## Object outline annotations
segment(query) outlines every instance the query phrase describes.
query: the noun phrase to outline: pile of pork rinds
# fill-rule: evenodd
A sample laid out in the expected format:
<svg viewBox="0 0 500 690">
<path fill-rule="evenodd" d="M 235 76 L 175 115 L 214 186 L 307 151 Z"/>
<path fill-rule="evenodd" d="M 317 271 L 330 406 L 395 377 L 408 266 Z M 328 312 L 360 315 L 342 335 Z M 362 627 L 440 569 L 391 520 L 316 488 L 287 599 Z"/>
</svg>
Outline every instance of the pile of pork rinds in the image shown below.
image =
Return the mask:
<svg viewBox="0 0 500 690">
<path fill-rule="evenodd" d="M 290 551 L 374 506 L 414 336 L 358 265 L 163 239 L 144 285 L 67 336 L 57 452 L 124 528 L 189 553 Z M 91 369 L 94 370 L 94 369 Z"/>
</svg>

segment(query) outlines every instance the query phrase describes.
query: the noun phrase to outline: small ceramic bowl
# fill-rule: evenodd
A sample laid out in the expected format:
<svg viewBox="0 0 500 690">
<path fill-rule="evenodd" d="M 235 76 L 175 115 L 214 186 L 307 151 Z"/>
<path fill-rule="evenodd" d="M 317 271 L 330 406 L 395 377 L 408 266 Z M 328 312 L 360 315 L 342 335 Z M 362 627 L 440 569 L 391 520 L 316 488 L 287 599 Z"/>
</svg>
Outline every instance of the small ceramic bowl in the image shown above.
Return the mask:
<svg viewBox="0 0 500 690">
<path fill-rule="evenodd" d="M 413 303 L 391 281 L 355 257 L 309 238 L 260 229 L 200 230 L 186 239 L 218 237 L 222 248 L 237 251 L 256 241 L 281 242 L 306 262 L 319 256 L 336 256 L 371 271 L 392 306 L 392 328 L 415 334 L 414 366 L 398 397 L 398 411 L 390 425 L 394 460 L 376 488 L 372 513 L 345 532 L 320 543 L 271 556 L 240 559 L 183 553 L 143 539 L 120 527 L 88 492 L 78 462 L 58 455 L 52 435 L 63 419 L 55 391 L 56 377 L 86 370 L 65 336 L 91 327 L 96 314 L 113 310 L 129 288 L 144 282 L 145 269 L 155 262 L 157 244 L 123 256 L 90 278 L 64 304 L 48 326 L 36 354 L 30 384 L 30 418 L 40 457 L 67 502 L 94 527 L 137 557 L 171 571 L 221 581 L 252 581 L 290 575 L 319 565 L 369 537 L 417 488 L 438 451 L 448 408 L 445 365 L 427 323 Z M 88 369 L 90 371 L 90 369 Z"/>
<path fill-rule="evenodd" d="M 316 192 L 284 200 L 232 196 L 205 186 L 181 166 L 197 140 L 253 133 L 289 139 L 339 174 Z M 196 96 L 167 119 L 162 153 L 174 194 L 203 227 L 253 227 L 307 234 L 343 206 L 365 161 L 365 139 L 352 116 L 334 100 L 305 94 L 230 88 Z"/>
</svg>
---
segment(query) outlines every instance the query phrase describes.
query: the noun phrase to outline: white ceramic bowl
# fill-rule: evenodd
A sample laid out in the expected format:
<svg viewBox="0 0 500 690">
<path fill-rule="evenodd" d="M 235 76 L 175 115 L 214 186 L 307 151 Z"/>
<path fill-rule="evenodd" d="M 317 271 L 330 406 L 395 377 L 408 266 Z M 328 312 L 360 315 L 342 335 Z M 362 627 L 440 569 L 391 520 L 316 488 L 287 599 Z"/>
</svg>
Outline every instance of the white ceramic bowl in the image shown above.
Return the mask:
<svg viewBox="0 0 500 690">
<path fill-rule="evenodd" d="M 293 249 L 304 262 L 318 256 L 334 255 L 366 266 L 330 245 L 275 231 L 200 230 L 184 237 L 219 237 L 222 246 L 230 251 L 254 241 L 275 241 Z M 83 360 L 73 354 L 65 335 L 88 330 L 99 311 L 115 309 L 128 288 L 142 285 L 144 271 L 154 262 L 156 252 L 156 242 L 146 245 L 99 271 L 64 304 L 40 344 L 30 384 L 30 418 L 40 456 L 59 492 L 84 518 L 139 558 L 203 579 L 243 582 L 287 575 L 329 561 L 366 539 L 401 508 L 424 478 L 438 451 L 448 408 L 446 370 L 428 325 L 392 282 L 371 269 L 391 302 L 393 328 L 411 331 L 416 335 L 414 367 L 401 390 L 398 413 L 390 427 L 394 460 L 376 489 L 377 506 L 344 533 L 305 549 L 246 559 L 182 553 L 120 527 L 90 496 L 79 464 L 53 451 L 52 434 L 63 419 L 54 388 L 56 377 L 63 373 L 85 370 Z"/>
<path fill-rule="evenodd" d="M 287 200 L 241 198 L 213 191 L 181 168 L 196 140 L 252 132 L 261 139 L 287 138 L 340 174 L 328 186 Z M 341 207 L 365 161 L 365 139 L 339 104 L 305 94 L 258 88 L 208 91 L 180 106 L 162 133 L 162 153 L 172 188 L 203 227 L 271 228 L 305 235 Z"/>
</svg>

## PROMPT
Report each line of the rows that contains the word "small", copying every such line in full.

## CORRECT ANSWER
query: the noun phrase to outline: small ceramic bowl
Outline every instance of the small ceramic bowl in the image shown above.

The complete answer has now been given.